→ TRAVAIL À FAIRE:
- A) D'après le passage sur la valeur de l'âme, qu'est-ce qui fait notre dignité ou notre bassesse ?
- B) Poursuivez, s'il vous plaît, le passage sur la valeur de l'âme à la suite de sa dernière phrase.

Les propos impies, les blasphèmes ne sont
souvent qu'une croûte épaisse et
répugnante recouvrant un mal qui ne peut pas
guérir.
« Nous autres, s'écriait un
buveur que son pasteur exhortait à changer
de vie, nous autres on a le coeur dur ! » Et
ce disant, il frappait sa poitrine de son poing
fermé. Puis, après un court silence,
et d'une voix toute changée : « Mais le
coeur à pleurer n'est pas bien loin!
»
Émouvant aveu, aveu
révélateur! Le pasteur ne put
l'oublier. Et depuis, plus d'une fois, il a vu des
fronts obstinés se détendre et se
courber, sous l'action d'une parole fraternelle,
des bouches amères cesser leurs invectives,
et couler les larmes, comme un flot jaillissant du
roc où il était emprisonné et
qui semble chanter sa joie d'arriver enfin à
la douce lumière du jour.
Les principes et les convictions que nous
affichons peuvent n'être que des
vêtements d'emprunt cachant le seul vrai
moteur de la vie. Ce qui fait notre dignité
ou notre bassesse, c'est ce que nous aimons.
L'homme vaut ce que son coeur vaut, ce qui vit au
plus profond de son être. Peu importe que
l'existence ait l'apparence du bonheur ou celle du
malheur, qu'elle finisse dans le succès ou
dans l'obscurité. La valeur d'une âme
n'est pas même dans les maux qu'elle a
soufferts, car les méchants comme les justes
connaissent les privations et la douleur. Elle est
dans la force déployée à
supporter et à surmonter ce que la plupart
des hommes redoutent, et cherchent à
esquiver, et, dans leur impuissance, finissent par
accepter avec une morne résignation.

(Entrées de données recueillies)
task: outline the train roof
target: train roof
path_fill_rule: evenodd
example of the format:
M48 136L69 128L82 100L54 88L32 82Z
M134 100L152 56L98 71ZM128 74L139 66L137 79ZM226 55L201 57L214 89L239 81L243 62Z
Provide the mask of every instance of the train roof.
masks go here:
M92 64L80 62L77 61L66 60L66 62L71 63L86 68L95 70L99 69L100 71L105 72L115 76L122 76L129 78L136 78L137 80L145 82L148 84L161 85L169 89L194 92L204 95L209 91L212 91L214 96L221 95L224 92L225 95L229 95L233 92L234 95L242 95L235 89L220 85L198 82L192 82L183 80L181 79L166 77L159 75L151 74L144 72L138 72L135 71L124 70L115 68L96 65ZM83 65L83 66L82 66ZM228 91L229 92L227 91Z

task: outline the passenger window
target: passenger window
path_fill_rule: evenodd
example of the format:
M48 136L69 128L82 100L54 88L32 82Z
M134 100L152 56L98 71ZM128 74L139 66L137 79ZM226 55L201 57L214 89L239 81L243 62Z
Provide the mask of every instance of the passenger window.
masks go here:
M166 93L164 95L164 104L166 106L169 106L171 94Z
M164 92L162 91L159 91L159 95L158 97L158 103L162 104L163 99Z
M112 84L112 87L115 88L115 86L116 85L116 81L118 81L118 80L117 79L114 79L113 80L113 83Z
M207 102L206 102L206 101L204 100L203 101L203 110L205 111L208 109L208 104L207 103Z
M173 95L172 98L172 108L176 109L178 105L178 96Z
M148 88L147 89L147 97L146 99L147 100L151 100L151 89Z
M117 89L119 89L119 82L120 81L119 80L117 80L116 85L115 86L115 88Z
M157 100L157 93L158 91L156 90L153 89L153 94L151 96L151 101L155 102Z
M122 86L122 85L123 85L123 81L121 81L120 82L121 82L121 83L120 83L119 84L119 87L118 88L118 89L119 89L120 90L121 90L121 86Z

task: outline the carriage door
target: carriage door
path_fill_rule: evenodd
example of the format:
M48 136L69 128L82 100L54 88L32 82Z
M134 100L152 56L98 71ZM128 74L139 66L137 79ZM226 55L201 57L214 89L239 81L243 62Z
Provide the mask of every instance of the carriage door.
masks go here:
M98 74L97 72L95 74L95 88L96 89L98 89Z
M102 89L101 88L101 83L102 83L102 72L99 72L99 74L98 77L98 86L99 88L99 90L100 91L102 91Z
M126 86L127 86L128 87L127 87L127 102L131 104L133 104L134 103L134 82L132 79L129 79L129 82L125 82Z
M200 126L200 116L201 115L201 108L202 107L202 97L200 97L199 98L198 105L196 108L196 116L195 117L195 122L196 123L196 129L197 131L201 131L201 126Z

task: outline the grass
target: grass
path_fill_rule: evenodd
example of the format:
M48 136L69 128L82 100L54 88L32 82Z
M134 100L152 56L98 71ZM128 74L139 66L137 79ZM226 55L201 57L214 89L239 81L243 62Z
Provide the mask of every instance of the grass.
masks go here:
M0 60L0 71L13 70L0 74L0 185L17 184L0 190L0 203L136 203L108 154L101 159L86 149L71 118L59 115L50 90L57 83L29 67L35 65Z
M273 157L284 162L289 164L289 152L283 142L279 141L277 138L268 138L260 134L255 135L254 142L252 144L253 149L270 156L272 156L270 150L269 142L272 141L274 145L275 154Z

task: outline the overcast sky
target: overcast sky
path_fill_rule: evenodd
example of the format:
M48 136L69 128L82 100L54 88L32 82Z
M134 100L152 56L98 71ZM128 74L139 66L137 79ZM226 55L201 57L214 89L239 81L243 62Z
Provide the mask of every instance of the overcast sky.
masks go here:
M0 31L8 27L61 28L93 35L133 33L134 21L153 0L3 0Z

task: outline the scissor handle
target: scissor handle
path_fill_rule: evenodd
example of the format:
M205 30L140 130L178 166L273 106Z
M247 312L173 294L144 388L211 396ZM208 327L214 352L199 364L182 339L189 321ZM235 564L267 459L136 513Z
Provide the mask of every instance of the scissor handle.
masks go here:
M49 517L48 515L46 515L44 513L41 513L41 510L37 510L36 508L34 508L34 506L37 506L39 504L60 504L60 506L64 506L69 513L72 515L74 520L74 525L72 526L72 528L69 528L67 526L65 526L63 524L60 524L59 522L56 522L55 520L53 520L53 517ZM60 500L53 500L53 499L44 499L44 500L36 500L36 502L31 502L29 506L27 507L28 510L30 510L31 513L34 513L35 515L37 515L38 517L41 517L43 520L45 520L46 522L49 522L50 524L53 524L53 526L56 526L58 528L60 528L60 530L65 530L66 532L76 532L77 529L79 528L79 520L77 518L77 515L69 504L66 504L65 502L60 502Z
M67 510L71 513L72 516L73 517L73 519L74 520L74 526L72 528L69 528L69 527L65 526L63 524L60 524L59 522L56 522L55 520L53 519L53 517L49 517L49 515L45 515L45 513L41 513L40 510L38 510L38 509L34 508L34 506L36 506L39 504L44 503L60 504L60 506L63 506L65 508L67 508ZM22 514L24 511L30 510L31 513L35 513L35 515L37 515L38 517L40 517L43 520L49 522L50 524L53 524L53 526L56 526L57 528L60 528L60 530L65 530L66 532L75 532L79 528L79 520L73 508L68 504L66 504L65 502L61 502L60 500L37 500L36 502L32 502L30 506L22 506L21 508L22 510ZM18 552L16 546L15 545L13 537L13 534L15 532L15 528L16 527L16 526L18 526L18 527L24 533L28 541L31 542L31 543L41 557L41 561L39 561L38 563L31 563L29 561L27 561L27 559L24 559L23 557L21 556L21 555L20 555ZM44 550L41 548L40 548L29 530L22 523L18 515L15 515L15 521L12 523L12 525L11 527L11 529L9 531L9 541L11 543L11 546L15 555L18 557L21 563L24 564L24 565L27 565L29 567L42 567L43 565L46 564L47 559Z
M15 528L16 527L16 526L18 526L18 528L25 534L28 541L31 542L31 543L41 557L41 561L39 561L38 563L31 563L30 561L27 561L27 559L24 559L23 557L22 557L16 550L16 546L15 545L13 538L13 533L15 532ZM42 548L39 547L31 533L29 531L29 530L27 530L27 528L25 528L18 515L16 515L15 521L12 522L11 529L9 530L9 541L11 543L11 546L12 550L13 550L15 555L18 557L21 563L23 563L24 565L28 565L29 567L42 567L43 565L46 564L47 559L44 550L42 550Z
* * *
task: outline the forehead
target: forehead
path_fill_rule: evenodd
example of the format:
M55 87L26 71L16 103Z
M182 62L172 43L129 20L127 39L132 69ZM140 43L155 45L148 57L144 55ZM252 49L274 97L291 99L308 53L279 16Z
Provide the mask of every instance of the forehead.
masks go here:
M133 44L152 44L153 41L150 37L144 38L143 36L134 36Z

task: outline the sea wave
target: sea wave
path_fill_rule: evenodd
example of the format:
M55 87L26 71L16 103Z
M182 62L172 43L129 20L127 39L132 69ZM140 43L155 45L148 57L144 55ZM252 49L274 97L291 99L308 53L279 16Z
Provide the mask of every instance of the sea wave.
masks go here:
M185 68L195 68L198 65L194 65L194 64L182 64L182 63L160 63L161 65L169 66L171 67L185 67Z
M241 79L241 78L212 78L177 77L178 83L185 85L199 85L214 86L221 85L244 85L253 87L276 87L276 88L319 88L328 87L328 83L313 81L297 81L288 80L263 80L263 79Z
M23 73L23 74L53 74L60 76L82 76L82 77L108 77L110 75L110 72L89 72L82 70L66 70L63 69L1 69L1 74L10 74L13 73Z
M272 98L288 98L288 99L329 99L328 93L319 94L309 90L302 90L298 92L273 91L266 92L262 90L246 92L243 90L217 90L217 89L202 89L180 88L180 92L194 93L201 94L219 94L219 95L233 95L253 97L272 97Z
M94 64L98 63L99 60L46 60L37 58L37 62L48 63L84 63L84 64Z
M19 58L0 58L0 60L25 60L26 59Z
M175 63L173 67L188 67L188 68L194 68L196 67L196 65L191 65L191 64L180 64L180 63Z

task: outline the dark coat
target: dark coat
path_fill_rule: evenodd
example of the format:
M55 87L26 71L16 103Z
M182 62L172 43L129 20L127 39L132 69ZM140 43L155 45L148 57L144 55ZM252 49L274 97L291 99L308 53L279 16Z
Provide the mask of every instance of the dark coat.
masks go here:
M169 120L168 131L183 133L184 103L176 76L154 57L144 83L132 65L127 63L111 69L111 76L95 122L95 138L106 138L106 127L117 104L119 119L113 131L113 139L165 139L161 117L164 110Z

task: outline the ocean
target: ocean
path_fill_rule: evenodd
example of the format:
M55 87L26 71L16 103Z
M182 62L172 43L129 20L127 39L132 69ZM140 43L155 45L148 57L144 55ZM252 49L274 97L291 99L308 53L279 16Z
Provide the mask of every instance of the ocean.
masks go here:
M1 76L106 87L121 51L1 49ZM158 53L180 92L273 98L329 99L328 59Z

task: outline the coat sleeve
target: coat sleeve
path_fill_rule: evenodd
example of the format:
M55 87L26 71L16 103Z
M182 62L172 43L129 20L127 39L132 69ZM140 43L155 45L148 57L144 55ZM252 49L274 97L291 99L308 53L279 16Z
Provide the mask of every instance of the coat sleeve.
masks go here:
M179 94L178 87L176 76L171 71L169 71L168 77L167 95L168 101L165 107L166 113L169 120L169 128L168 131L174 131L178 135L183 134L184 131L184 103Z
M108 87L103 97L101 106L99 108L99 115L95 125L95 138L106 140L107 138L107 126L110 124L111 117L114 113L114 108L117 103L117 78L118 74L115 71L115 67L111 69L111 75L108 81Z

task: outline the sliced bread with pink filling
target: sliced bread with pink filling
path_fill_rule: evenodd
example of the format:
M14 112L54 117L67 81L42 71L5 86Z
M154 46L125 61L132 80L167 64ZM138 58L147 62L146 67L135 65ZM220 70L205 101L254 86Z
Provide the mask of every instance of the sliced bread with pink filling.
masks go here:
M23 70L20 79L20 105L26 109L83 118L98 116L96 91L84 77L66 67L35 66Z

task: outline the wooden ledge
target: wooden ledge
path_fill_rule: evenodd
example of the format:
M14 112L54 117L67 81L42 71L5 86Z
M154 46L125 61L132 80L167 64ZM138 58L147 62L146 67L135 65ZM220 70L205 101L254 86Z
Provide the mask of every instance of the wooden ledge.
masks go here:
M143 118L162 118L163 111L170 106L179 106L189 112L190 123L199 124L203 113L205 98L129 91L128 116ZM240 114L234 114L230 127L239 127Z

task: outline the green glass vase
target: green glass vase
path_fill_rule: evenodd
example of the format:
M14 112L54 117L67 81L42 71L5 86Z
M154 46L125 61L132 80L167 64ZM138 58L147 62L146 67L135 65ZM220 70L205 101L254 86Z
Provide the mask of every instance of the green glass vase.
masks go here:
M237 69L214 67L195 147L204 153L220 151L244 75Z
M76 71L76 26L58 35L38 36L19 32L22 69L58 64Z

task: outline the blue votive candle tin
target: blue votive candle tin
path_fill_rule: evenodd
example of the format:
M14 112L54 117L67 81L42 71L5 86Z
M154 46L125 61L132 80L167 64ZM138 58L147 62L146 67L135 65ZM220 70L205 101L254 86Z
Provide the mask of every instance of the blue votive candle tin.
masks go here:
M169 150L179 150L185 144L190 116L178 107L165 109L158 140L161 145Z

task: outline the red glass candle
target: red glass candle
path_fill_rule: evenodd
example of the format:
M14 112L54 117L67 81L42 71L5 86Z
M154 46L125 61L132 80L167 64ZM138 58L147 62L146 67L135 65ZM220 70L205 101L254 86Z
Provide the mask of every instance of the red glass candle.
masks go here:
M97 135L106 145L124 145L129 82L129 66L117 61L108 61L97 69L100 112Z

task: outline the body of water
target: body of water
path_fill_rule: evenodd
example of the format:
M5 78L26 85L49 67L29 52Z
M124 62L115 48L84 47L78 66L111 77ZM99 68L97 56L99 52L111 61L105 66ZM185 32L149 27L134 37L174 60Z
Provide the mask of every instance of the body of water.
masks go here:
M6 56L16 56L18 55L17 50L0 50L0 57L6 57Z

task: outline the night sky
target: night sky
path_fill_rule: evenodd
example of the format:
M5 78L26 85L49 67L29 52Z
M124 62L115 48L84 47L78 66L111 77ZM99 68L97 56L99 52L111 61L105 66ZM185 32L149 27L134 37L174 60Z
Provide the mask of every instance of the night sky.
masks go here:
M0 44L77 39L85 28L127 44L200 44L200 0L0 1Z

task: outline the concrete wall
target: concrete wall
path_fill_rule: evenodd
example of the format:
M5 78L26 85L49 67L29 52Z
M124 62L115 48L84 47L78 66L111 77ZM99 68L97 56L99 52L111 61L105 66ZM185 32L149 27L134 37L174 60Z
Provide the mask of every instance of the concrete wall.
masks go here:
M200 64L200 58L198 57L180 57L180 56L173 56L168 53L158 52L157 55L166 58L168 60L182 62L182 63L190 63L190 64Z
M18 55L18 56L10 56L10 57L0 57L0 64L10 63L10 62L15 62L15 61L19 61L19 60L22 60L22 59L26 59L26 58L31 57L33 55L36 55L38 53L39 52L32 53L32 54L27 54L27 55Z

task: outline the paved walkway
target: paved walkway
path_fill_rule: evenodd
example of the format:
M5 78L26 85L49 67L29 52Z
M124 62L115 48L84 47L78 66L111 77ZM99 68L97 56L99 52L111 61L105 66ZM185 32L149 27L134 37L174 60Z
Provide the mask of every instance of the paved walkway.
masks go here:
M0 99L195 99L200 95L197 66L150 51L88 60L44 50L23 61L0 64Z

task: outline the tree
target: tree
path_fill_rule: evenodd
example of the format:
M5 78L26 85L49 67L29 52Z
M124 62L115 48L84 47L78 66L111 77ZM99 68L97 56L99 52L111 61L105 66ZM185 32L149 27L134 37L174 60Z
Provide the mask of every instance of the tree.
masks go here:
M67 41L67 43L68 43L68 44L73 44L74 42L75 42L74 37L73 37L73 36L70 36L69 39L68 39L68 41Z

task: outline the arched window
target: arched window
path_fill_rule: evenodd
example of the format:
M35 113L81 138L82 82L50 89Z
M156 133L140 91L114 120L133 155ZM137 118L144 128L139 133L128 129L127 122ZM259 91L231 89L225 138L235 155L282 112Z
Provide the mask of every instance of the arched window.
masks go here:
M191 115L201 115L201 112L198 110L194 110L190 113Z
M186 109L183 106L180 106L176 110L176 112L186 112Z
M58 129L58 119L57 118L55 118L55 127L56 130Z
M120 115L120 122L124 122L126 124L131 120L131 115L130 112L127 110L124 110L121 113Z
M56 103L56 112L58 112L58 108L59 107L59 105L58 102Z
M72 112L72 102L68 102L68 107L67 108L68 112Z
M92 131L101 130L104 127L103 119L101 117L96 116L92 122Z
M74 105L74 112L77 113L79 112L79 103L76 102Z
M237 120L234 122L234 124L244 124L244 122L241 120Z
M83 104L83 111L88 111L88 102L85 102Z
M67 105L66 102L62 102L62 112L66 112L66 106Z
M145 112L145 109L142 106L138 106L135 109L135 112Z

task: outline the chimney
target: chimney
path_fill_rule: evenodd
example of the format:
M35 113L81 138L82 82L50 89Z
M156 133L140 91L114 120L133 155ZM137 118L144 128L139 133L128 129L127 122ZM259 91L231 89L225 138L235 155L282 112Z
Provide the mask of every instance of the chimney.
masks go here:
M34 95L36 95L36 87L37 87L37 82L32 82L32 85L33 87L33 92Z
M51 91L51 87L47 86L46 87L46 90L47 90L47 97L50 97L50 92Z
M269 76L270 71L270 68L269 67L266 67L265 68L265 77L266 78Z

→ RÉPONSES ATTENDUES:
- A) C'est ce que nous aimons.

- B)
Le coeur, cet élément
dominateur de la vie, serait-il intangible et
inabordable comme la nappe d'eau souterraine que la
source révèle, mais que nous ne
pouvons atteindre? Nous canalisons la source, la
conduisons dans un certain sens, mais nous n'en
changeons pas la nature.
« Va, dit l'Ecclésiaste,
comme ton coeur te mène et selon le regard
de tes yeux, mais sache que pour toutes ces choses,
Dieu t'appellera en jugement! »
Cela veut dire que le
coeur n'est pas libre d'aimer ce qui lui
plaît, ou plutôt que ce coeur,
crée pour certaines fins, ne peut pas sans
de graves dangers s'abandonner à ses
penchants naturels.
Le coeur est création de Dieu, il
a des besoins sans limites. C'est ce qui fait, de
la religion, le besoin irrépressible quoique
souvent défiguré ; c'est ce qui
alimente la plainte éternelle de l'homme,
l'inspiration dernière et suprême de
l'Art et de la Poésie. Sa force
d'attachement est insatiable et se montre jusque
dans les formes les plus dévoyées de
l'affection. Il est vrai qu'il n'y trouve que
malheur indicible ; qui suit le penchant de sa
nature n'est jamais satisfait ; il est
déçu, volé, mais il s'obstine
souvent dans son erreur dont il aperçoit
d'autant moins la duperie qu'elle est voilée
par la force accrue de son désir.
Tel est le sort tragique de l'homme
naturel. Il porte en lui un désir
illimité, et s'attache à des objets
caducs et périssables. Qui se voue aux
plaisirs devient leur esclave; il le devient
d'autant plus que le plaisir déserte son
chemin.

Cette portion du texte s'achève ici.